▸ **WHAT YOU SHOULD DO**:
Please copy every record below exactly, leaving out the pictures.

▸ **RECORDS SHOWN**:

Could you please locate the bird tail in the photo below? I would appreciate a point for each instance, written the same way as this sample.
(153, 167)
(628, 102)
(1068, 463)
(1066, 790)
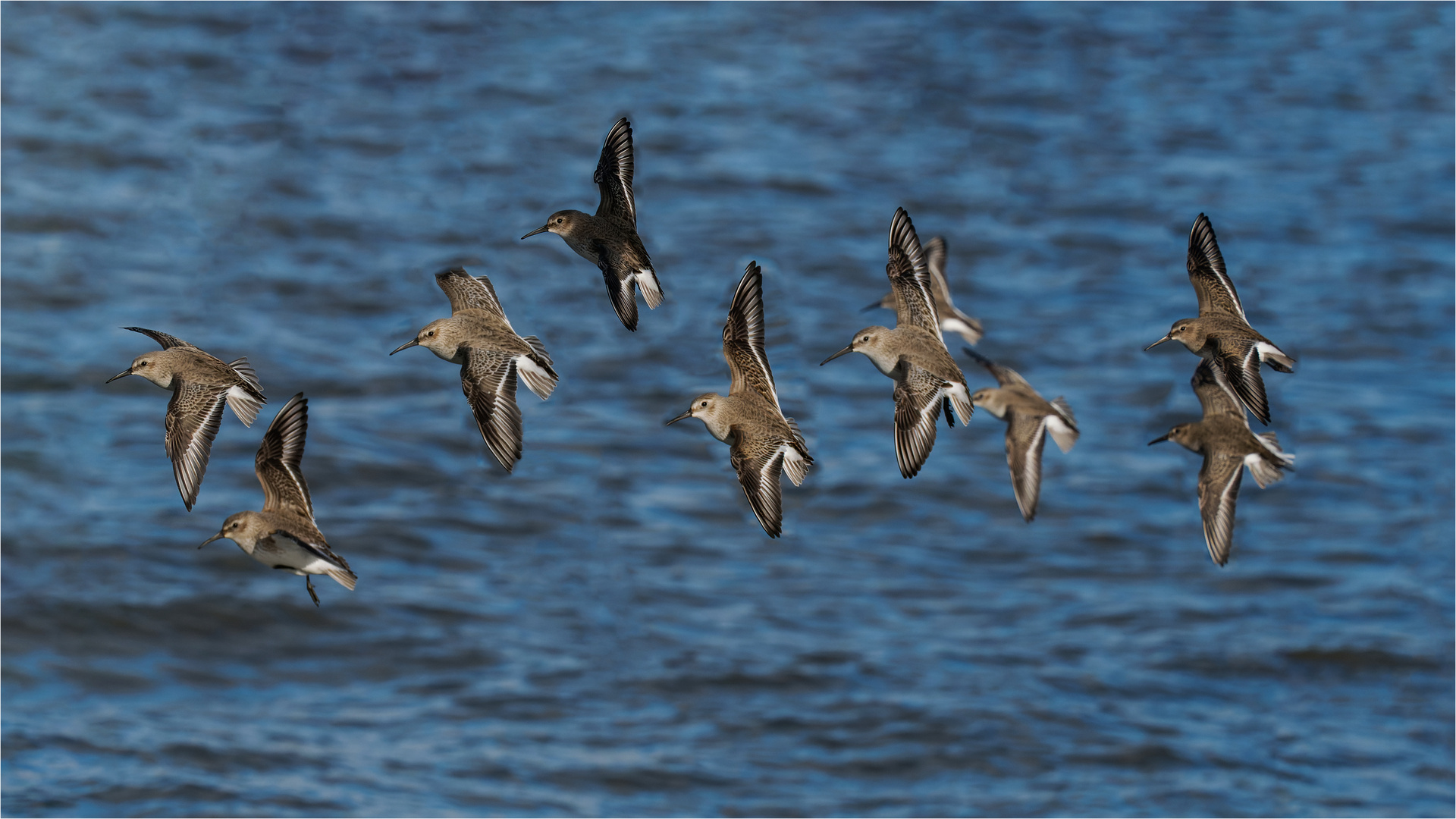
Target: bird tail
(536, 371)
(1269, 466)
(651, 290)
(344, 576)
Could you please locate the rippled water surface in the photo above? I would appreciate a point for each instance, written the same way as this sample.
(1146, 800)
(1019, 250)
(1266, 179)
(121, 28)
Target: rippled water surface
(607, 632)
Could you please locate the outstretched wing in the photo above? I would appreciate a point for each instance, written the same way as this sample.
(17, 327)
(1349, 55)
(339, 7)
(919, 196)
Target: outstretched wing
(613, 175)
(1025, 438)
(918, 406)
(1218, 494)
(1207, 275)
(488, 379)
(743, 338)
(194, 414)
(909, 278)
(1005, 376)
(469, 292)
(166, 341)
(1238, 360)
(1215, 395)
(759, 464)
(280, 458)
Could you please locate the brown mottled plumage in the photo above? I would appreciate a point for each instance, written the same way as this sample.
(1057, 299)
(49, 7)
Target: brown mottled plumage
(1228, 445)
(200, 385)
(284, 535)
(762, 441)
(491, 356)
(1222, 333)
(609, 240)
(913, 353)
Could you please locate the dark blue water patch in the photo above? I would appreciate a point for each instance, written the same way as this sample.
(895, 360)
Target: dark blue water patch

▸ **RESULT BELOW**:
Could you please locate the bird tail in the photo below? I would appreciate a point for each instance, written the same way as this sample.
(153, 167)
(628, 102)
(1068, 463)
(1066, 790)
Target: bird tail
(536, 371)
(1269, 466)
(651, 290)
(344, 576)
Could you please locate the rippled water surface in the photo above? I would appreciate a point for each instance, written the same way as this sample.
(1146, 800)
(1019, 250)
(1266, 179)
(121, 28)
Target: rippled water surface
(607, 632)
Could you please locate the outstretched wing in the photo above? I would appreciate a point for each instance, written the same way as this sample.
(17, 327)
(1349, 55)
(339, 7)
(919, 196)
Target: outstretched wing
(613, 175)
(1025, 438)
(918, 406)
(1218, 494)
(1207, 275)
(488, 379)
(743, 338)
(194, 414)
(909, 278)
(1005, 376)
(469, 292)
(166, 341)
(1238, 360)
(1215, 395)
(759, 464)
(280, 458)
Could you please locate the brown mottled plumage in the photo above? I would appreciate a point for each instance, written the same way as this sample.
(1057, 299)
(49, 7)
Target: brown mottled plumage
(1228, 445)
(200, 385)
(284, 535)
(762, 441)
(491, 356)
(1222, 333)
(609, 240)
(913, 353)
Could you please locate the dark blue water patch in the photo above? I would appreciate a point for each instance, written the same way as this sample.
(895, 360)
Target: dark blue water patch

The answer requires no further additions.